◆ PROBLEM REQUIREMENTS:
Replace "Indicate with a point" with "Mark with a dot" in the entries from the line with "of the long" up to and including the line with "[(138, 140)]", and return only those lines with all other text unchanged.

◆ Dataset rows:
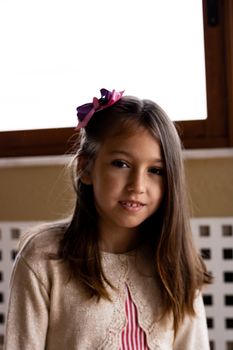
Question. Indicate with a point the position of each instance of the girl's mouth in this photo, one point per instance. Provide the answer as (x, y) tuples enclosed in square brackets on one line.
[(131, 205)]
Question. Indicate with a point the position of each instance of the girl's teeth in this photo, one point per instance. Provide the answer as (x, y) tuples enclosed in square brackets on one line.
[(133, 205)]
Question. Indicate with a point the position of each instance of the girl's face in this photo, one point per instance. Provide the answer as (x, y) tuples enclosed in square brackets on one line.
[(128, 186)]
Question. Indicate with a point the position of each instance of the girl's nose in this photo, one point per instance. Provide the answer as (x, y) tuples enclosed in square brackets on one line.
[(136, 183)]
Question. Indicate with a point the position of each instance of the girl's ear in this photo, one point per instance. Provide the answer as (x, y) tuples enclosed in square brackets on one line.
[(84, 170)]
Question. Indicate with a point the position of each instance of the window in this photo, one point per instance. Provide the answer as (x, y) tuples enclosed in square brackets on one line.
[(215, 131)]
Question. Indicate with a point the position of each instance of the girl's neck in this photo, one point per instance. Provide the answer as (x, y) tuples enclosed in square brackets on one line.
[(119, 242)]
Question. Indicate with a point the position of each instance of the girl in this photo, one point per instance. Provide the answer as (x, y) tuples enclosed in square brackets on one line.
[(123, 273)]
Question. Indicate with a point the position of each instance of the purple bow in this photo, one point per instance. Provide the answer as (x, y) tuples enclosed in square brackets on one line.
[(86, 111)]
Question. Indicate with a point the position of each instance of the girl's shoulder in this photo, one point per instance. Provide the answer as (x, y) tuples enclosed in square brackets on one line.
[(42, 240)]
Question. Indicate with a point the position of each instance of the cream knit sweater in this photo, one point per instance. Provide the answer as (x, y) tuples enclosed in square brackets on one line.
[(49, 311)]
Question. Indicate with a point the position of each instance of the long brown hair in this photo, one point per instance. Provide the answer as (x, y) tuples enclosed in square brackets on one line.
[(180, 269)]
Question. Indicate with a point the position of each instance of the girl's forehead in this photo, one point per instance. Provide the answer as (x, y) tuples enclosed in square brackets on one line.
[(138, 140)]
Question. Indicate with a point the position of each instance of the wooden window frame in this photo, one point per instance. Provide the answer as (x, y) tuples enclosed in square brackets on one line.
[(214, 132)]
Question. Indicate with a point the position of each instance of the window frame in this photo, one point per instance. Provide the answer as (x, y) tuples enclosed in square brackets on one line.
[(214, 132)]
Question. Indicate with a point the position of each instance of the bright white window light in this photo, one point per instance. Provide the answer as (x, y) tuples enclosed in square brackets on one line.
[(56, 55)]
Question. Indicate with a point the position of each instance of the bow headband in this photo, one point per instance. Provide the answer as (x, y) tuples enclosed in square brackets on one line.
[(86, 111)]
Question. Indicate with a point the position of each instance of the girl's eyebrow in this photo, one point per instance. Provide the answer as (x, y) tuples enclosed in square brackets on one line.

◆ SOLUTION TO THIS TASK:
Question. Mark with a dot the position of each instance of the long brown hair in this photo, one point per instance. Provide the answer as (x, y) tuples enclosed in square brackets on one line.
[(180, 269)]
Question. Mark with a dot the position of each instance of the girl's forehead in this photo, one point per instance. Provide the answer as (x, y) tuples enclosed in square brackets on one line.
[(138, 140)]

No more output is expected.